Start of PROVIDED RECORDS

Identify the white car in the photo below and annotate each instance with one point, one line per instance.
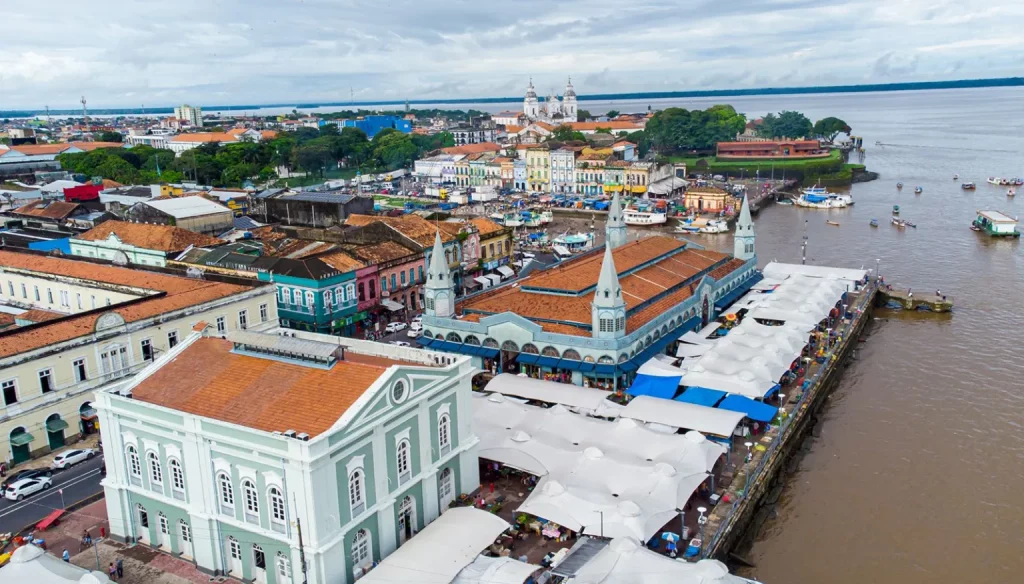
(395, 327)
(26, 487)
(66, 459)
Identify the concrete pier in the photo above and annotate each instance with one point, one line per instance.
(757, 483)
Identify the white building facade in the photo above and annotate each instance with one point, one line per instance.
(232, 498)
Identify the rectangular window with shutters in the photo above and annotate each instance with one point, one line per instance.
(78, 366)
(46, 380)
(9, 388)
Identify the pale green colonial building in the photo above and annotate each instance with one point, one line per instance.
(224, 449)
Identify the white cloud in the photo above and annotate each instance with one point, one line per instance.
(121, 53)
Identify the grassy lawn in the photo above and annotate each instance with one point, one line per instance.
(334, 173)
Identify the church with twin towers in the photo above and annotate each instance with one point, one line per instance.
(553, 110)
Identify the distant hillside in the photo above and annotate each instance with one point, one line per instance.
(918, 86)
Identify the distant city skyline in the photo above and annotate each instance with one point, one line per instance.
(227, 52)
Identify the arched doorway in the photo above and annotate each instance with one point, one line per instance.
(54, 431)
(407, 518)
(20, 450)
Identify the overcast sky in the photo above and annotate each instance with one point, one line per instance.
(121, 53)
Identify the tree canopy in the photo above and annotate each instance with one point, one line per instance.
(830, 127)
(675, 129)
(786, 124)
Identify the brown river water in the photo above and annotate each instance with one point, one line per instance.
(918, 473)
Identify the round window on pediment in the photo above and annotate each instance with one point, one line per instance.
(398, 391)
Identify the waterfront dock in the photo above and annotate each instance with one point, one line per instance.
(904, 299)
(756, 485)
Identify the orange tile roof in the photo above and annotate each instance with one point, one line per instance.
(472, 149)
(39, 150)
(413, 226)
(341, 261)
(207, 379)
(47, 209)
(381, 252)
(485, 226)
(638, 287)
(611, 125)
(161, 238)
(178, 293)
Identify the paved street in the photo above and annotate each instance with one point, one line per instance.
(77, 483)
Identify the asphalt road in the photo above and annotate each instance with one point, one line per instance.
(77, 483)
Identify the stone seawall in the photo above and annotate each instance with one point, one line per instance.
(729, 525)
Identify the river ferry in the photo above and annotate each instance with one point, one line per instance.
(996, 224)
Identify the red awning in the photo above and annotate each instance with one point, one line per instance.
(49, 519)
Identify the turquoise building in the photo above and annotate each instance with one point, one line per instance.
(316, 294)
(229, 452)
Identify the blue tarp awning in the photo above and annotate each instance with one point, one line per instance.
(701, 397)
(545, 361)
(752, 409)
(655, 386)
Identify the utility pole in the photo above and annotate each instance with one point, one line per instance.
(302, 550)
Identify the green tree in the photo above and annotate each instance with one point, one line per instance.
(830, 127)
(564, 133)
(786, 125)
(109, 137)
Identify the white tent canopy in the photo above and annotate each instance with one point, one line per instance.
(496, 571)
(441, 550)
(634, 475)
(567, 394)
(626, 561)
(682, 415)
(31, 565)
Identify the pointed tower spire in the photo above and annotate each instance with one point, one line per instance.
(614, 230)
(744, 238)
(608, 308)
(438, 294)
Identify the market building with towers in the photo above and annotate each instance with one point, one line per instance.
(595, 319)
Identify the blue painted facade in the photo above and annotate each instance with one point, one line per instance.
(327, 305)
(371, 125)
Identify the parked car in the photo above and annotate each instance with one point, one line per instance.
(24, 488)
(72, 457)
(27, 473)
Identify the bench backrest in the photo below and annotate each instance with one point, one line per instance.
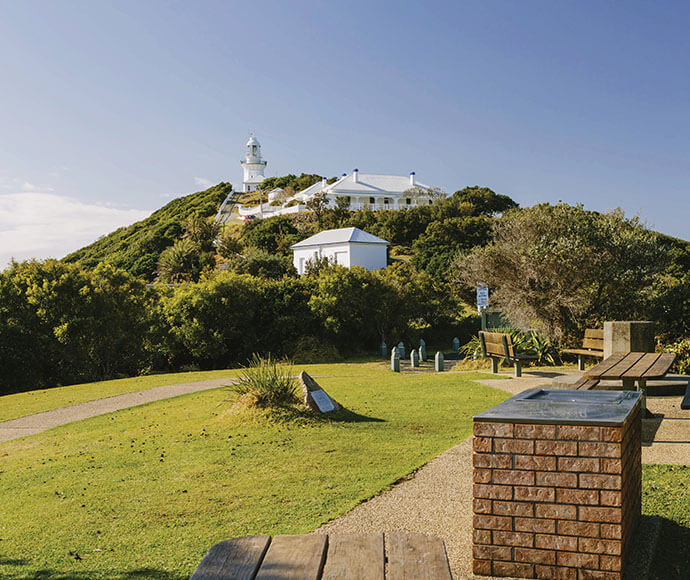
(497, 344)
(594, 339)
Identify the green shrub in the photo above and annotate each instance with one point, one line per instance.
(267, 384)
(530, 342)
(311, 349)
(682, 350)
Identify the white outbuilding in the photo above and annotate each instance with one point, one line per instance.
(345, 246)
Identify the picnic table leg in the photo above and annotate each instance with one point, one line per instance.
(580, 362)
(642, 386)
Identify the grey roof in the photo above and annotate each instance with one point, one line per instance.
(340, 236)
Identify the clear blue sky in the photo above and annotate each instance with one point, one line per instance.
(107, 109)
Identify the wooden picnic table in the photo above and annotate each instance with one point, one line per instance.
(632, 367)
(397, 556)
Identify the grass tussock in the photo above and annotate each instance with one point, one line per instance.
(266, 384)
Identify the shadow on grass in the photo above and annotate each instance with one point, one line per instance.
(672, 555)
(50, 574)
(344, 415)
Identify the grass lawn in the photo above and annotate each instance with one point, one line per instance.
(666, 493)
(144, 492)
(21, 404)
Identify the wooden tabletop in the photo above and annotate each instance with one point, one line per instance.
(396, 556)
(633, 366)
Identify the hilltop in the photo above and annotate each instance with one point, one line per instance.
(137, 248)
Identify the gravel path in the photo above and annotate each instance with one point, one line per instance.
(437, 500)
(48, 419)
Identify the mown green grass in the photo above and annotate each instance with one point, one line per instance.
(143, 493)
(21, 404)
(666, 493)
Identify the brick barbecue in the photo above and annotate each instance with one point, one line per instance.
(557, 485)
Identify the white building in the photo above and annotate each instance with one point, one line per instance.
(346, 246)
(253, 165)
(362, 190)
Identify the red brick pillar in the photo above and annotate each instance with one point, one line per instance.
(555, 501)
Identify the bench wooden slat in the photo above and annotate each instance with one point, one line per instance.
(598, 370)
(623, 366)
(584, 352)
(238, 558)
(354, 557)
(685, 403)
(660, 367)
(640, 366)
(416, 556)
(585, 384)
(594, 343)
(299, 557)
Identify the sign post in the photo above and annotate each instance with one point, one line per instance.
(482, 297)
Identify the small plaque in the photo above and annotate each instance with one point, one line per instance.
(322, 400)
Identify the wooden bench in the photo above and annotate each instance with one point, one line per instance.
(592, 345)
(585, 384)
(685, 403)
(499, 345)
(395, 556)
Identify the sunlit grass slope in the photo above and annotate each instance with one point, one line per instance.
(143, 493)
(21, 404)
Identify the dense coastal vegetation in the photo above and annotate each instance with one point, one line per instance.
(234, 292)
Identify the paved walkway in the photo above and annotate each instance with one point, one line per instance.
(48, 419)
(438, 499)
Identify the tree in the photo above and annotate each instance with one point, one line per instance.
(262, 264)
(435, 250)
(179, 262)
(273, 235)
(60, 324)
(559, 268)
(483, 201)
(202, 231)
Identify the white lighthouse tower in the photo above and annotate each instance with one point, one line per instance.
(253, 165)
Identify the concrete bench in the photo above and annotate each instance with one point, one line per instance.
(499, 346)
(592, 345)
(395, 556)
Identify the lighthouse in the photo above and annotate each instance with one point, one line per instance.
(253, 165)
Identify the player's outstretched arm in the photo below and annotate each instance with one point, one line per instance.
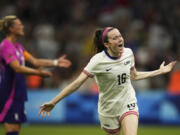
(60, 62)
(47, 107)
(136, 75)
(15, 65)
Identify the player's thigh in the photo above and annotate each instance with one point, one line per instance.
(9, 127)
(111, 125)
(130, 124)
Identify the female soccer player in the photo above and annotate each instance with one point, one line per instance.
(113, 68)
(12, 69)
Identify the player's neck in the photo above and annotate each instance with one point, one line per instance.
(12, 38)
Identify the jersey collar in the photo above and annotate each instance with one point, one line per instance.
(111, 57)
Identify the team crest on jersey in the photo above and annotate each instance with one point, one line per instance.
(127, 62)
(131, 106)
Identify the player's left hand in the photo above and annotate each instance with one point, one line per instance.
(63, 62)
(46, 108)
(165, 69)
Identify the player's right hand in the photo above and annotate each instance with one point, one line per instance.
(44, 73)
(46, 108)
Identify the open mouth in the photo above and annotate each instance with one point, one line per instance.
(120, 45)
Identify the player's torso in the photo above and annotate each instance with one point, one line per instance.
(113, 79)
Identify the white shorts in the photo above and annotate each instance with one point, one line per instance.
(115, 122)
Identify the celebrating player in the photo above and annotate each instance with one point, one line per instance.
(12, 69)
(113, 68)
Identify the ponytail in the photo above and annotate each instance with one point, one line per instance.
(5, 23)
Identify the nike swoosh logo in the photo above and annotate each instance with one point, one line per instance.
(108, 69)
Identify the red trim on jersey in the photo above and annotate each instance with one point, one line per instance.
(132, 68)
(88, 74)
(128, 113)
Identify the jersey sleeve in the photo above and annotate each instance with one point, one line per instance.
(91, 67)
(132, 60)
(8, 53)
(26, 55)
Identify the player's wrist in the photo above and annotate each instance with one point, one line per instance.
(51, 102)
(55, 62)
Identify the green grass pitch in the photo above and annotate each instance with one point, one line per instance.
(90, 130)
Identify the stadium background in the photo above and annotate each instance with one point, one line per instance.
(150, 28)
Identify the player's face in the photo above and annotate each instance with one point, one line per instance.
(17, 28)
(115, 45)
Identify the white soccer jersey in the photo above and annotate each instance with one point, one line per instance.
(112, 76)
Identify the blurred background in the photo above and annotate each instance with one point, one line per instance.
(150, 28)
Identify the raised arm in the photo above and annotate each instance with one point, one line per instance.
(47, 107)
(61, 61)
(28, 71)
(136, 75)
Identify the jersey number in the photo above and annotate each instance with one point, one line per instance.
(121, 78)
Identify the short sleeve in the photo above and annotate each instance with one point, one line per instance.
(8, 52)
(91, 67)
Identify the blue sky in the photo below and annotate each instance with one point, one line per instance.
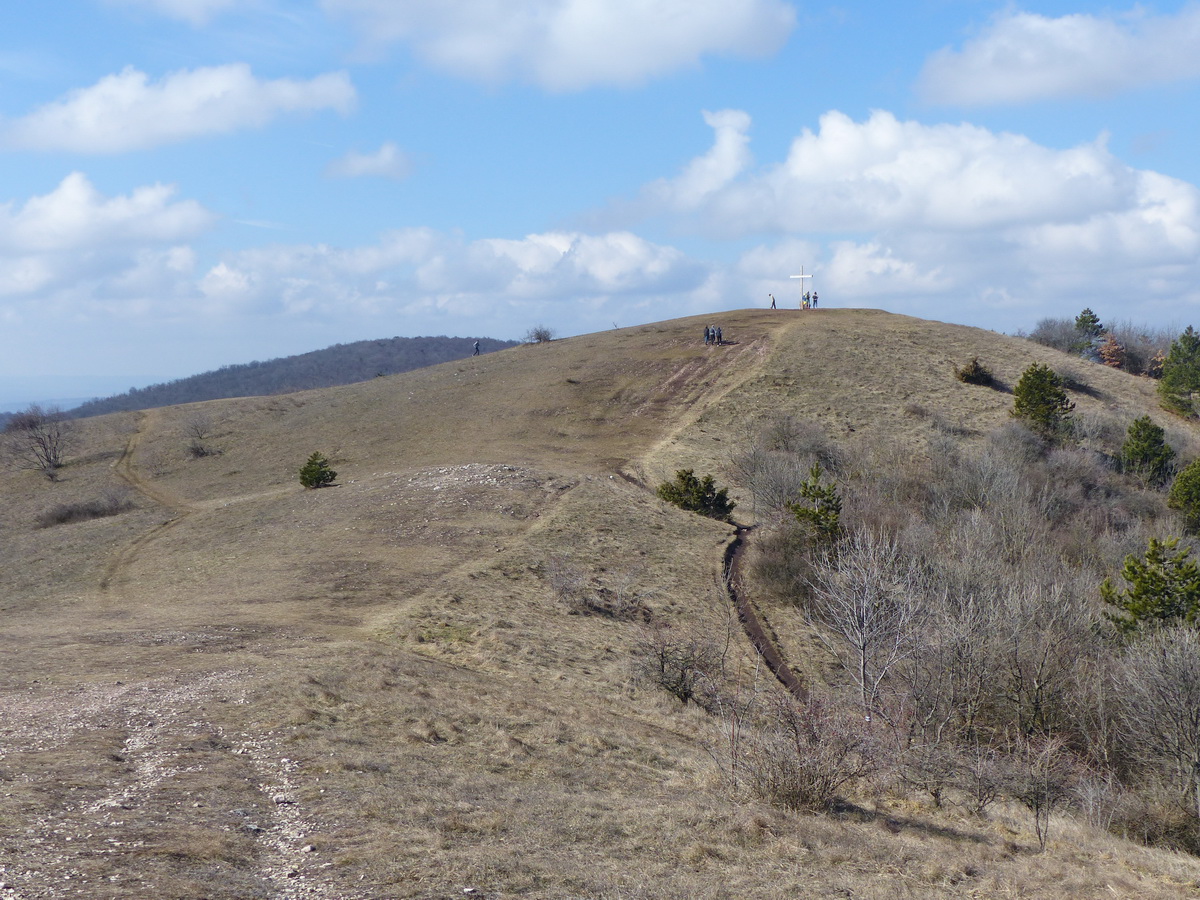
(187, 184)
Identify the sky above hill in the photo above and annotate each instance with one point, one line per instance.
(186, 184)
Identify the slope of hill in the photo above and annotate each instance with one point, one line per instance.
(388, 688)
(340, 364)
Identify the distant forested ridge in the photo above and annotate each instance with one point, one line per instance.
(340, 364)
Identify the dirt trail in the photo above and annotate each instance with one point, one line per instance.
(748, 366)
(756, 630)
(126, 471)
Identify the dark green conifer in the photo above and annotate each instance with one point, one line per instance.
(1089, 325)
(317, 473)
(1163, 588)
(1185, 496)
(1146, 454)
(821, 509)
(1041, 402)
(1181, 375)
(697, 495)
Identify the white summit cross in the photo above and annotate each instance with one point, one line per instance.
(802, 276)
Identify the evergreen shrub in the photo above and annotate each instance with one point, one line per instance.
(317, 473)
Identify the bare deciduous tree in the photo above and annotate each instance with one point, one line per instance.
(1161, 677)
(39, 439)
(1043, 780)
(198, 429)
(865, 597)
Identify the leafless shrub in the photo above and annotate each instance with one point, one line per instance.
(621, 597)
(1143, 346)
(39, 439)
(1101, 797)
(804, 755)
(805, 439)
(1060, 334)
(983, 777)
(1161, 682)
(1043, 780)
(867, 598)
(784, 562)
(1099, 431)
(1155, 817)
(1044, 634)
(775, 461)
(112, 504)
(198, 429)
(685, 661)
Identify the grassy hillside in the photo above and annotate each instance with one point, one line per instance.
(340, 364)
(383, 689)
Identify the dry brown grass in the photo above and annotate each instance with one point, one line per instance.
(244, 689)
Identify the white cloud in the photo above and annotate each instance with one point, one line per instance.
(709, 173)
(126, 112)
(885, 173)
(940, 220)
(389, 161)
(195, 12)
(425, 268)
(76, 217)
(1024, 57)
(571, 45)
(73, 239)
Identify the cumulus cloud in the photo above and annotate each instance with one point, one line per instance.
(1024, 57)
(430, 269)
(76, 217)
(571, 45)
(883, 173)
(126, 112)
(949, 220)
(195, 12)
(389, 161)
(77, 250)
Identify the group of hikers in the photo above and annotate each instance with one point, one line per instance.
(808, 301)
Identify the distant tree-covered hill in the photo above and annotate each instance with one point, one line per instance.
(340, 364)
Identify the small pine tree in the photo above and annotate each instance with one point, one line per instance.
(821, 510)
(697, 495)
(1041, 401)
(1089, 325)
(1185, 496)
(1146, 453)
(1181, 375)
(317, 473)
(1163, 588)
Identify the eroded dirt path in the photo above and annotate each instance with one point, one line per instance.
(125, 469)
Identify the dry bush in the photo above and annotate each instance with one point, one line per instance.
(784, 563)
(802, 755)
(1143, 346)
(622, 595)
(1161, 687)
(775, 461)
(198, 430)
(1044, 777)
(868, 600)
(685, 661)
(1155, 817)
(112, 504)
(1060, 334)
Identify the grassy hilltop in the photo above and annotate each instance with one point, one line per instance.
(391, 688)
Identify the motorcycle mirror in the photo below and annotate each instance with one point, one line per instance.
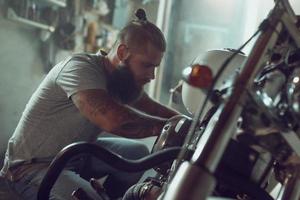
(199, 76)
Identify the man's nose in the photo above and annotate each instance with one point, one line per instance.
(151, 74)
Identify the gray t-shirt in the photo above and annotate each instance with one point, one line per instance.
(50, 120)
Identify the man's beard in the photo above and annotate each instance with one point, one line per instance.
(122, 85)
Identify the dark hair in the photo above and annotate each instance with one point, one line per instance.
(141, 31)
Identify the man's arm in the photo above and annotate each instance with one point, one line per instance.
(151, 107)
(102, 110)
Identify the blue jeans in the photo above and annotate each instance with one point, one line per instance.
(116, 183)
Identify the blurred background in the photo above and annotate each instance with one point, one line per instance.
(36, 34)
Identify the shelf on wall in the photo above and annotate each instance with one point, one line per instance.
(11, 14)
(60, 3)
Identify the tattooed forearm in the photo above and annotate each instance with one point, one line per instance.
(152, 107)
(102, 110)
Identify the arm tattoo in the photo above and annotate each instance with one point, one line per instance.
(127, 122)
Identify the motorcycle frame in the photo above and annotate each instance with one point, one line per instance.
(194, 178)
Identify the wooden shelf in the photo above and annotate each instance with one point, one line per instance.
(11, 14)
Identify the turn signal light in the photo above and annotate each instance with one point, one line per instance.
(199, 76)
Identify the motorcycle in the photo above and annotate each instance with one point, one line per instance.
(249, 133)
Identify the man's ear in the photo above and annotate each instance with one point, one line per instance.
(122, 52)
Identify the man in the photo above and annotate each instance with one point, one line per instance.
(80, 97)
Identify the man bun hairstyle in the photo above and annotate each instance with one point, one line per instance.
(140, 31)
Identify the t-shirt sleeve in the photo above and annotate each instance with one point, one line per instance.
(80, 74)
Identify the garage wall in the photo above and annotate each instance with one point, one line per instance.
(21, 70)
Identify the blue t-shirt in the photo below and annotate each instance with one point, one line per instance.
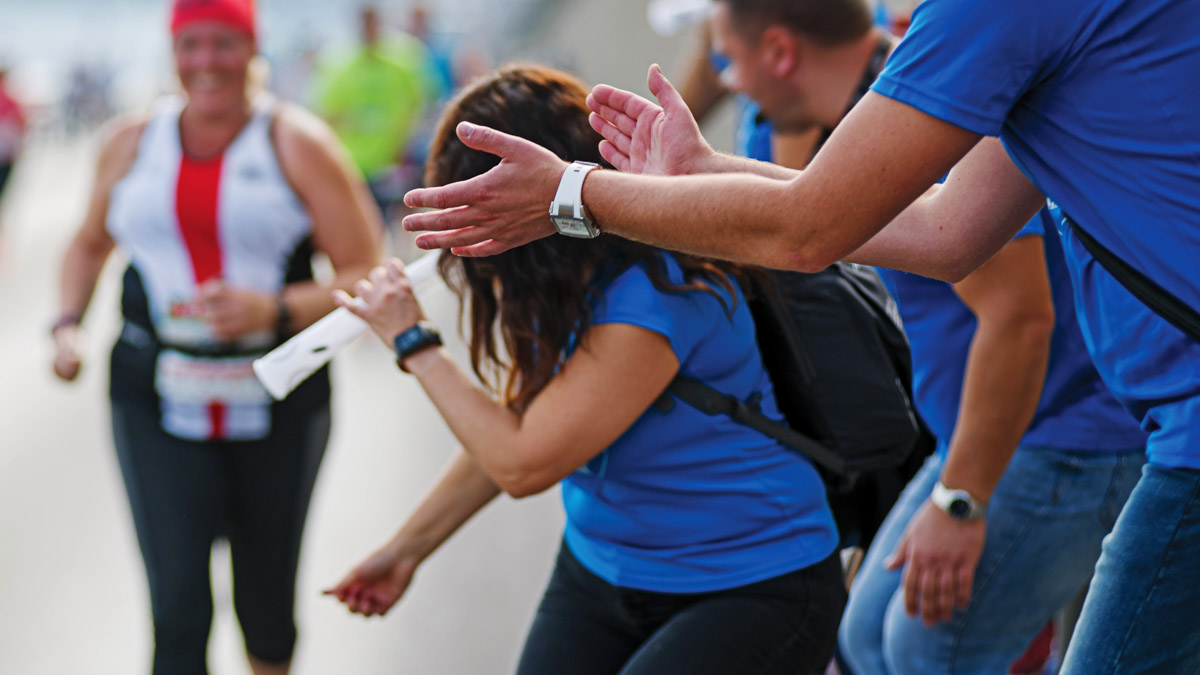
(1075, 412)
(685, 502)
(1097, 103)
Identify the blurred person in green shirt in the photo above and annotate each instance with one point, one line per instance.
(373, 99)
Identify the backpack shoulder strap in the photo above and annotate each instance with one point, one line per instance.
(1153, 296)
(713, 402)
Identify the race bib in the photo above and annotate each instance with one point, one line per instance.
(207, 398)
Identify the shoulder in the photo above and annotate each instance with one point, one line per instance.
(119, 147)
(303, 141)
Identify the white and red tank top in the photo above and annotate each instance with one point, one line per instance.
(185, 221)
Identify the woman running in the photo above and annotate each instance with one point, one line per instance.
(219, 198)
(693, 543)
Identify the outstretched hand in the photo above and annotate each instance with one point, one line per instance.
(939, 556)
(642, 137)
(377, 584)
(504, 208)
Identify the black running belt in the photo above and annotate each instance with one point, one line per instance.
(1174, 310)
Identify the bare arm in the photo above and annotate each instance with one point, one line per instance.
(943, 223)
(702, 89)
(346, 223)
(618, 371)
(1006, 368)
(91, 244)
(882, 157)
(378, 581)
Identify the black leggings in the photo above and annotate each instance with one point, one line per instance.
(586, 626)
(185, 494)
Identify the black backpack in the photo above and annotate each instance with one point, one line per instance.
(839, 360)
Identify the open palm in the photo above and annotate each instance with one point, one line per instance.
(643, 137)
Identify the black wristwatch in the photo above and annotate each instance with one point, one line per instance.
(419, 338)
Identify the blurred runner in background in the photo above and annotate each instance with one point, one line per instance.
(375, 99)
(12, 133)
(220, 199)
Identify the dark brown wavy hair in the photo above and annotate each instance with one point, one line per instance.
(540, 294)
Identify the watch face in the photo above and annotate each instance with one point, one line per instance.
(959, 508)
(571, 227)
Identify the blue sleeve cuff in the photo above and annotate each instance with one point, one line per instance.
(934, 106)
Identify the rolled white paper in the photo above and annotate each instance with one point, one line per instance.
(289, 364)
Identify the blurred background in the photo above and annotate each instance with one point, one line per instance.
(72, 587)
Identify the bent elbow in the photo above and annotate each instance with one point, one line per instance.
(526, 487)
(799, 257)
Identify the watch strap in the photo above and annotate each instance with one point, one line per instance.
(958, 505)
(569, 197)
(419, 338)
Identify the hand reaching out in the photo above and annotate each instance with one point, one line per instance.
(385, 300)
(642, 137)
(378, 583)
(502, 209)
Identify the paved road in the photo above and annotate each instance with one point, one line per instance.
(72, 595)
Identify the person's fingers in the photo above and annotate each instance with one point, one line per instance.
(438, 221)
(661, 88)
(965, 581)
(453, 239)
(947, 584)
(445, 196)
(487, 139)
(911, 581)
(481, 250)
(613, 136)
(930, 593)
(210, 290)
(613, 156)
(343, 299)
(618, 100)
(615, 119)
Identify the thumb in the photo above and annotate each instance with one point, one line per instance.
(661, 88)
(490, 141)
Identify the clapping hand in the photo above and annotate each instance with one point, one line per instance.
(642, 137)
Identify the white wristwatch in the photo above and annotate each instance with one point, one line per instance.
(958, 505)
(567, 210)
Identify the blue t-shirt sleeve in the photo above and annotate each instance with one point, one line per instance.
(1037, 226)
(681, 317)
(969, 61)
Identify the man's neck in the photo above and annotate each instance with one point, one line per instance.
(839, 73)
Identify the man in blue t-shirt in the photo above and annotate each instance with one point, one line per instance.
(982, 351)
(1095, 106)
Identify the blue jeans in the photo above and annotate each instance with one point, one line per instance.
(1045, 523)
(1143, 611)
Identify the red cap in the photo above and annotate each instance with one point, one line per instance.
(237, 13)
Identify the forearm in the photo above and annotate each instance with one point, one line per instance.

End of PROVIDED RECORDS

**AIM OF THE TASK**
Give the lines exactly as they stand, from the line with "Identify the hand" through the end of the material.

**COMPLETE RESPONSE**
Identify the hand reaching out in the photo above and annotate each instance with one point, one line per instance.
(385, 300)
(642, 137)
(378, 583)
(502, 209)
Identify the paved road in the photo above and annotate each instance with one point, one line per instance.
(72, 595)
Identify the person's fingers in the photo above and annotate each instance with one point, one line per instance.
(438, 221)
(661, 88)
(965, 581)
(453, 239)
(947, 584)
(445, 196)
(487, 139)
(911, 581)
(481, 250)
(613, 136)
(930, 593)
(210, 290)
(613, 156)
(343, 299)
(618, 100)
(615, 119)
Identify the thumb in the photo above and annotate each instance with one point, one line per instance.
(661, 88)
(490, 141)
Identify the clapping hand in the photo above and annotate each instance with one point, one line per instance.
(642, 137)
Identify the white wristwatch in the photo above and annotate each instance with one point, one line per instance.
(958, 505)
(567, 210)
Identify the blue t-shirt sleeve in the photo above and annotate each instance with one point, one line per instance.
(1037, 226)
(681, 317)
(969, 61)
Identify the man's neck in the photo above and annotate each instance with one point, one line per instance.
(839, 73)
Identify the man in blue t-shirt in the photo above and annotate each instance with one point, one line per instance.
(982, 351)
(1095, 106)
Identify the blue jeans in the photo above and annotate each instance with one point, one line per instance.
(1045, 523)
(1143, 611)
Identify the red cap in the photo above and annotate each instance with one point, one line per instance.
(237, 13)
Identify the forearm in the photo above and annotate each instance with one point, one line per instance.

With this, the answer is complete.